Problem statement →
Give a verbatim repeat of the lines that run from the line containing "[274, 85], one" to the end of the data below.

Object position labeling entries
[start]

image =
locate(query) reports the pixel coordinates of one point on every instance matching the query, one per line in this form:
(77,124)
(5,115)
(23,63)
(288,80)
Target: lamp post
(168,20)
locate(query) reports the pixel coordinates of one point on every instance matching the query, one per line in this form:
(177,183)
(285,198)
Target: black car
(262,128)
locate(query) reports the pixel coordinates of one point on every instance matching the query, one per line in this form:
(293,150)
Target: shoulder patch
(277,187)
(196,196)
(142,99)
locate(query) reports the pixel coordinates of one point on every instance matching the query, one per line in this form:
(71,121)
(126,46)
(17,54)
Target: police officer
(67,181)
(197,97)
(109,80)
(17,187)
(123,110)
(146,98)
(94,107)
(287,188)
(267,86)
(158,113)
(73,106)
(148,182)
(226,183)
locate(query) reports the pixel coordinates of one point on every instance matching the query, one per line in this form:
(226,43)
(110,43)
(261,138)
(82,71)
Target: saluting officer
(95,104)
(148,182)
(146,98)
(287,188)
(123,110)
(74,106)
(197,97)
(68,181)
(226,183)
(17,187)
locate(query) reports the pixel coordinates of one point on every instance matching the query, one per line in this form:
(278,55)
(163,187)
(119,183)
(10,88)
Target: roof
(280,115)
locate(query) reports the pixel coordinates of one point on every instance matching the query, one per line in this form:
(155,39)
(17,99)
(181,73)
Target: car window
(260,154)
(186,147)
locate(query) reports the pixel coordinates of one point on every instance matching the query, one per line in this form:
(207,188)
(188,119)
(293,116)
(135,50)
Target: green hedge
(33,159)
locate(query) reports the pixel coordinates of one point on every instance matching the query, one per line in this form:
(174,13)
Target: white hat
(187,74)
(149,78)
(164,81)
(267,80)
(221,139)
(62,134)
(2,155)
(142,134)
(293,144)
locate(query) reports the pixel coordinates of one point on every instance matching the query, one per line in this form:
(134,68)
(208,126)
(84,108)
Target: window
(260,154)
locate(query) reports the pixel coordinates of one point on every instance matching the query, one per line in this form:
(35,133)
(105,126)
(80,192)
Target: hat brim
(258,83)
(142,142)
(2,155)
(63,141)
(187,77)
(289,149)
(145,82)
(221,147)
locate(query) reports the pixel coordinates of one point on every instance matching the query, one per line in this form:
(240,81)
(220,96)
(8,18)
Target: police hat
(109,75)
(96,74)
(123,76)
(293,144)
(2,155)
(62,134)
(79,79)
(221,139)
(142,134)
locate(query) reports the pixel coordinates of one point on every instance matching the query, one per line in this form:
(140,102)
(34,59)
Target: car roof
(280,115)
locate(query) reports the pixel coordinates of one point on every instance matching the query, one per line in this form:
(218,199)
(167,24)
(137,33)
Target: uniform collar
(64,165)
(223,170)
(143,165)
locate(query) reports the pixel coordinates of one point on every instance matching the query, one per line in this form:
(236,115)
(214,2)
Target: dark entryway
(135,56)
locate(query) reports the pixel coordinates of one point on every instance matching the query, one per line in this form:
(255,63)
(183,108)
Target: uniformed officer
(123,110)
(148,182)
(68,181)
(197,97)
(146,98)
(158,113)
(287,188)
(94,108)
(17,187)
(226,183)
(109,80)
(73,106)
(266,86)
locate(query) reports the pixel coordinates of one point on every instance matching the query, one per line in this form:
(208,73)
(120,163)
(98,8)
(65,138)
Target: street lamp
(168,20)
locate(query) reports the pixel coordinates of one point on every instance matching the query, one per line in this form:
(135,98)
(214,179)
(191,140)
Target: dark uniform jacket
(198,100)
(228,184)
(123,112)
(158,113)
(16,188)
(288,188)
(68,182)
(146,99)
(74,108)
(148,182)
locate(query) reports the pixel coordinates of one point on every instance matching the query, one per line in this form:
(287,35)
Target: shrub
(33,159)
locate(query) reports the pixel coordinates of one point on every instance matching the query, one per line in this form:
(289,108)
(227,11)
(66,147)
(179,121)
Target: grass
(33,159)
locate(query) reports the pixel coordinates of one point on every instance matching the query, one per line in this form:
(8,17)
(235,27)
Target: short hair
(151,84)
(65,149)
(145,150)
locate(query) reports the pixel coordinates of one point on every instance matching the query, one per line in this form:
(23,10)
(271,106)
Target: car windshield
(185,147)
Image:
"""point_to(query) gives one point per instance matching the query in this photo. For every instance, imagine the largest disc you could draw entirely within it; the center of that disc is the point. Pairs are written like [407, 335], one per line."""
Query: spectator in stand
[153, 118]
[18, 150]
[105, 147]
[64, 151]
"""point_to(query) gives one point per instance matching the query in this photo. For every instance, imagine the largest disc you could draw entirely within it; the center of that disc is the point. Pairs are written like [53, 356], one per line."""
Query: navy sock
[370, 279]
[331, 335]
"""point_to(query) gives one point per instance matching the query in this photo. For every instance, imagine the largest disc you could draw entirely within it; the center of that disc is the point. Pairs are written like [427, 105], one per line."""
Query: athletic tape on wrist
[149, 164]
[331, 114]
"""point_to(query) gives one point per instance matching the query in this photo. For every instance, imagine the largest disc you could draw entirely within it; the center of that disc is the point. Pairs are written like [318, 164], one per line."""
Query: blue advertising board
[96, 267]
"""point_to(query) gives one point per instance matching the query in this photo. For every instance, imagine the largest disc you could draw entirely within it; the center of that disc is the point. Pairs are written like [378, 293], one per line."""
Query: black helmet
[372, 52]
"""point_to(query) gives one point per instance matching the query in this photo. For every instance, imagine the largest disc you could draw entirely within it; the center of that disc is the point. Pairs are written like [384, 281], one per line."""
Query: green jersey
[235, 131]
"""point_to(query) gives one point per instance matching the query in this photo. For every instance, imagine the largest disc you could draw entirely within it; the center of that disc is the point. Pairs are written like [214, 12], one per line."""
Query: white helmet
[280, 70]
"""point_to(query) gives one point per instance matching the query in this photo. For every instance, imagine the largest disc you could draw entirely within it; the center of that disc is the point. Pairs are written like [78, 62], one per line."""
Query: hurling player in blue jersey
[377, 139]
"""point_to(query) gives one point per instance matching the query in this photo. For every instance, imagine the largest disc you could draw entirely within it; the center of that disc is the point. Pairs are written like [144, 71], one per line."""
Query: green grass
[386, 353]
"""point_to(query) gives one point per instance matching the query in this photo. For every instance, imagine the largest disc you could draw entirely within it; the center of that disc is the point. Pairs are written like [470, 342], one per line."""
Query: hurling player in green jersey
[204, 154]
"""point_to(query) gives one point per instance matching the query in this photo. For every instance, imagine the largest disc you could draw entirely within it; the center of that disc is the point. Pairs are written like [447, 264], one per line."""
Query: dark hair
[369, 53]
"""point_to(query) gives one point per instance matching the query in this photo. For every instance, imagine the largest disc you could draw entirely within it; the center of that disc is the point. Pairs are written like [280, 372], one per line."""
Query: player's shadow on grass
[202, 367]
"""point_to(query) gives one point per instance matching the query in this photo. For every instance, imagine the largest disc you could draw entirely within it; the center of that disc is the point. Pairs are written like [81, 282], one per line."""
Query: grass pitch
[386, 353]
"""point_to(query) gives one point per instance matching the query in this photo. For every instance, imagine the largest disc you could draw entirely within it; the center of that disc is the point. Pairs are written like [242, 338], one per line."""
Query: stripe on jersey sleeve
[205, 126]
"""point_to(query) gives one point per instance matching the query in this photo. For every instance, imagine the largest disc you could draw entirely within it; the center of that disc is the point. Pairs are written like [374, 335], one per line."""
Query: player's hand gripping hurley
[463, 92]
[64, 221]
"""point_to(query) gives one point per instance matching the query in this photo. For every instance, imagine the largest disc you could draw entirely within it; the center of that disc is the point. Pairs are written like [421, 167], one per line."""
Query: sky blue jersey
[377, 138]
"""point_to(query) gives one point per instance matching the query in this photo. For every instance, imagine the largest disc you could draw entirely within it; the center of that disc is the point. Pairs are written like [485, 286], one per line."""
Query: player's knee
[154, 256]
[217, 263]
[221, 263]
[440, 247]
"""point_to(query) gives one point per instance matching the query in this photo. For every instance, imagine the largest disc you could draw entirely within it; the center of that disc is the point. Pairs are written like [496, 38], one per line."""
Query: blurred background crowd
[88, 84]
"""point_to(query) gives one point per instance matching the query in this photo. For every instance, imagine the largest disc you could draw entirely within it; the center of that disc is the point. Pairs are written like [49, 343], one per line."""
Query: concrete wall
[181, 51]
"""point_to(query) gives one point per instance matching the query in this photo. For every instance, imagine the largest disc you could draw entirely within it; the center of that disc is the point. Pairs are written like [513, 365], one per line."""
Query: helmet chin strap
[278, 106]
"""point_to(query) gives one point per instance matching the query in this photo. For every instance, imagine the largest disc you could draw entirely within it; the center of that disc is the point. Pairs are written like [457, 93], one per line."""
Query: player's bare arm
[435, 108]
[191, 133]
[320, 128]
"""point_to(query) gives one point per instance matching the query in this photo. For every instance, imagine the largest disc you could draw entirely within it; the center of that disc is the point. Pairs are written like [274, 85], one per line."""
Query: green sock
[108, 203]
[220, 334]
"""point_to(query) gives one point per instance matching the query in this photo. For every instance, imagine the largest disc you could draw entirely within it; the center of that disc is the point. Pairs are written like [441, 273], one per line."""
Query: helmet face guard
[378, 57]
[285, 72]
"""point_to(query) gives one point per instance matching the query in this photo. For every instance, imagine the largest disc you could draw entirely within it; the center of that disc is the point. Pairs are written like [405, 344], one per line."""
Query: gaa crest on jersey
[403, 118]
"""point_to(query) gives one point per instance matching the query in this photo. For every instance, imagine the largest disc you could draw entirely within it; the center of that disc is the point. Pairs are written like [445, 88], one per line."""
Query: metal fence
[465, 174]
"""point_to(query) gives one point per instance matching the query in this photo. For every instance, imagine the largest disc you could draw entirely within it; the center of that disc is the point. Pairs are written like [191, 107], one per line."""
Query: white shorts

[end]

Exercise output →
"""point_to(query) gives one point per instance matching the query in this photo. For every instance, imagine the largest disc you could draw entirely within it; the center of that disc is the point. Pairs are written like [274, 85], one per line."""
Query: green sock
[108, 203]
[220, 334]
"""point_to(query) gives one point per instance matching the query in this photo. For every instance, imagine the largest disc you could draw entirely within it; the center of that disc is the point. Pairs are written like [441, 273], one per line."""
Query: helmet face guard
[378, 57]
[285, 72]
"""point_to(query) gives one point per instance matching the query in this photo. For every instance, imagine the largest disc you could draw entirely within it; the center of that disc is the point. Pairs are written like [405, 344], one per line."""
Query: gaa crest on jersey
[403, 118]
"""point_to(query) gives one point per instance matching the query in this photo. For every instance, imagine the largest disc you could draw entirely within it; the center of that disc is the point. Pairs are written like [445, 88], one per line."""
Query: metal fence
[465, 174]
"""point_to(query) gives one point per instance matching the query in this photo. For every instance, imagine the largest disc you could draw entirely within it; the center of that disc is the point. Pairs are written like [191, 107], one per line."""
Query: white shorts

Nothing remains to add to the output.